Brano fornito:

────────────────────

2 maggio 2017

CINEMA D'ESSAI - “Un amore” di Gianluca Maria Tavarelli (Italia 1999)

Oltre alle teorie di Platone sull’amore (elaborate in particolare nel Simposio), sempre inconfutabilmente valide, sullo stesso tema risulta molto interessante il film di Gianluca Maria Tavarelli, Un amore, che richiama alla memoria un romanzo di Piero Chiara, Una spina nel cuore. Benché il film abbia una trama estremamente semplice, raccontando solo un rapporto d’amore di due personaggi in dodici piani sequenza, la profondità dello stile narrativo e una regia sapiente lo rendono delicato quanto malinconico. In molte di queste scene l’immedesimazione dello spettatore è forte e sentita, non solo perché da sfondo alle varie vicissitudini dei due protagonisti ci sono dei richiami a fatti di cronaca o costume del nostro paese (la storia si snoda dal 1982 al 2000) ma perché inevitabilmente alcune delle varie “scene” sono riproposizioni di vita che ogni spettatore ha probabilmente vissuto in modo similare.
La vicenda dunque non ha nulla di eroico o di epico ma è narrata in modo semplicemente descrittivo, riuscendo ad incantare proprio per la sua semplicità mai banale. I personaggi sono dunque gli attori di quel rapporto d’amore che in ogni storia fatta di unioni, separazioni, litigi, incomprensioni e riavvicinamenti agiscono nel palcoscenico della vita quotidiana. Il sentimento stesso, in tutte le sue metamorfosi e declinazioni, diventa più importante degli stessi attori, che sembrano quasi subordinati ad esso.

────────────────────

Estratto dei dati:
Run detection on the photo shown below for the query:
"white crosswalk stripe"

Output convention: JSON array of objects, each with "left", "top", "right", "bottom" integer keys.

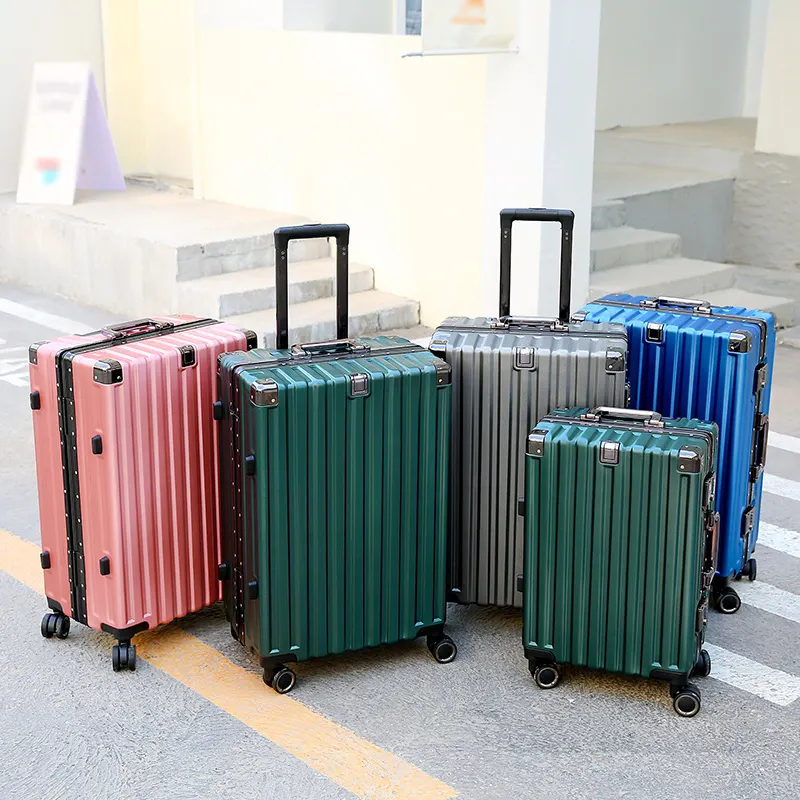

────────────────────

Obiettivo dichiarato A: Secondo il testo sul film Un amore, in quanti piani sequenza è raccontato il rapporto d'amore dei due personaggi?
Obiettivo dichiarato B: Copia fedelmente il passo del testo sul film Un amore che va da "La vicenda dunque" a "subordinati ad esso.".

Risposta finale A: In dodici piani sequenza.

Risposta finale B:
La vicenda dunque non ha nulla di eroico o di epico ma è narrata in modo semplicemente descrittivo, riuscendo ad incantare proprio per la sua semplicità mai banale. I personaggi sono dunque gli attori di quel rapporto d’amore che in ogni storia fatta di unioni, separazioni, litigi, incomprensioni e riavvicinamenti agiscono nel palcoscenico della vita quotidiana. Il sentimento stesso, in tutte le sue metamorfosi e declinazioni, diventa più importante degli stessi attori, che sembrano quasi subordinati ad esso.